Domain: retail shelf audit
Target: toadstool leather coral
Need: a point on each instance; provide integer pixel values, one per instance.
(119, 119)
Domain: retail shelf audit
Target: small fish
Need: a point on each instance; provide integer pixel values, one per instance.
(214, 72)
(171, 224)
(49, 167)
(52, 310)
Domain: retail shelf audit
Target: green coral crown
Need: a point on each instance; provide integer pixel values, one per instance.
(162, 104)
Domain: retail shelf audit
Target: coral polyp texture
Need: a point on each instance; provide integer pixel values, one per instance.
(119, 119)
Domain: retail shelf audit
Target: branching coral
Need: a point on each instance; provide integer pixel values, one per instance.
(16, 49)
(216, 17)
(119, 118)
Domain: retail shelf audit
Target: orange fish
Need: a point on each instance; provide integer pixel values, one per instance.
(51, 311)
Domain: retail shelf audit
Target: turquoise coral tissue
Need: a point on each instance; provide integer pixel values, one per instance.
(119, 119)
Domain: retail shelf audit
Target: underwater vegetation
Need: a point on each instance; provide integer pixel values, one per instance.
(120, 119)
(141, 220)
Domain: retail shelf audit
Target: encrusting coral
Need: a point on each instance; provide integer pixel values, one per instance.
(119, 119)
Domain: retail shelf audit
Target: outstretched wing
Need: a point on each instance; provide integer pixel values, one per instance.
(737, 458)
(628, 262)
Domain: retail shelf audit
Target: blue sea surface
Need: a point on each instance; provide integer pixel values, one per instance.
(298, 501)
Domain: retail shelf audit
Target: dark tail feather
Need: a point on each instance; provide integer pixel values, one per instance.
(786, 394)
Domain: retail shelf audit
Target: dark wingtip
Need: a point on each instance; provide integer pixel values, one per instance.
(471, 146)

▶ _ABOUT THIS EXERCISE_: A complete, exact repeat of the records is the required answer.

▶ _SOLUTION FOR THIS PROBLEM_:
Domain: retail shelf audit
Target: toadstool leather coral
Need: a point on each instance; provide integer pixel values, one per instance.
(119, 119)
Domain: retail shelf audit
Target: small fish
Need: a point on each instance; provide integer pixel values, one per instance.
(214, 72)
(171, 224)
(49, 167)
(52, 310)
Domain: retail shelf audit
Target: green coral crown
Need: a point on each instance; provide integer pixel values, one per instance.
(162, 104)
Domain: retail shelf audit
Target: coral polyp texture
Need: a point on each instance; provide integer pixel values, one per instance.
(119, 119)
Domain: retail shelf audit
Target: branching coral
Need: a point on each instance; provide integer pixel values, one per instance.
(16, 49)
(216, 17)
(119, 118)
Domain: retail shelf audit
Target: orange fish
Need: a point on each instance; provide integer pixel values, one per instance.
(51, 311)
Domain: retail shelf audit
Target: turquoise coral tissue
Need: a point on each instance; provide integer pixel values, one per instance.
(119, 119)
Domain: retail shelf audit
Target: underwater vegetation
Need: a point on each instance; provide integer pixel values, one per instance.
(120, 119)
(141, 220)
Domain: retail shelf audit
Target: encrusting coral
Need: a point on each instance; provide integer pixel values, one per instance.
(119, 119)
Domain: retail shelf audit
Target: outstretched wing
Need: a point on each instance; provide integer pixel values, one per instance.
(737, 458)
(628, 262)
Domain: retail shelf audit
Target: blue sea surface
Need: a point on each instance; provide integer pixel values, one per instance.
(298, 501)
Domain: retail shelf audit
Target: dark tail feather
Need: a point on each instance; provide integer pixel values, one per instance.
(786, 394)
Domain: retail shelf audit
Target: dark wingtip
Need: a point on each instance; provide integer pixel values, one per instance.
(471, 146)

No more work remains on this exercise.